» PASSAGE:

[start]

Referring now to FIG. 6, a set of functional abstraction layers provided by cloud computing environment 50 (FIG. 5) is shown. It should be understood in advance that the components, layers, and functions shown in FIG. 6 are intended to be illustrative only and embodiments of the invention are not limited thereto. As depicted, the following layers and corresponding functions are provided:

Hardware and software layer 60 includes hardware and software components. Examples of hardware components include: mainframes 61; RISC (Reduced Instruction Set Computer) architecture based servers 62; servers 63; blade servers 64; storage devices 65; and networks and networking components 66. In some embodiments, software components include network application server software 67 and database software 68.

Virtualization layer 70 provides an abstraction layer from which the following examples of virtual entities may be provided: virtual servers 71; virtual storage 72; virtual networks 73, including virtual private networks; virtual applications and operating systems 74; and virtual clients 75.

In one example, management layer 80 may provide the functions described below. Resource provisioning 81 provides dynamic procurement of computing resources and other resources that are utilized to perform tasks within the cloud computing environment. Metering and Pricing 82 provide cost tracking as resources are utilized within the cloud computing environment, and billing or invoicing for consumption of these resources. In one example, these resources may include application software licenses. Security provides identity verification for cloud consumers and tasks, as well as protection for data and other resources. User portal 83 provides access to the cloud computing environment for consumers and system administrators. Service level management 84 provides cloud computing resource allocation and management such that required service levels are met. Service Level Agreement (SLA) planning and fulfillment 85 provide pre-arrangement for, and procurement of, cloud computing resources for which a future requirement is anticipated in accordance with an SLA.

Workloads layer 90 provides examples of functionality for which the cloud computing environment may be utilized. Examples of workloads and functions which may be provided from this layer include: mapping and navigation 91; software development and lifecycle management 92; virtual classroom education delivery 93; data analytics processing 94; transaction processing 95; and system for speech generation 96.

[end]

» SET EXERCISE: Put this sentence from the passage on cloud computing layers into Spanish: "User portal 83 provides access to the cloud computing environment for consumers and system administrators."

» LISTING:
[start]

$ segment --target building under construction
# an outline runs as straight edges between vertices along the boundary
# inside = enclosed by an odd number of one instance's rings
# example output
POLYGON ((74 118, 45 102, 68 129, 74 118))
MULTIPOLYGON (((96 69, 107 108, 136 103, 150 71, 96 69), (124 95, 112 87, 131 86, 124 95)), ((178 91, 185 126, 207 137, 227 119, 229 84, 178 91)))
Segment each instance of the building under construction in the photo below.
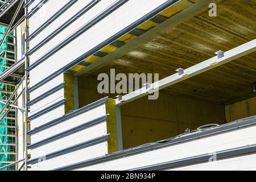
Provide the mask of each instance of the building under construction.
POLYGON ((0 0, 0 170, 256 170, 255 10, 0 0))

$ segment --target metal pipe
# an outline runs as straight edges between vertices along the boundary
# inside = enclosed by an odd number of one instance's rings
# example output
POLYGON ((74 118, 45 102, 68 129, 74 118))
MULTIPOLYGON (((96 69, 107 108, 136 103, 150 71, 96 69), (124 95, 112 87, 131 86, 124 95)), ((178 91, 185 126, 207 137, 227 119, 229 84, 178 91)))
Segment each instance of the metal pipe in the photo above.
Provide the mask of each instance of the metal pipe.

[end]

» RESULT OF THIS EXERCISE: El portal de usuario 83 proporciona acceso al entorno de computación en la nube a los consumidores y a los administradores del sistema.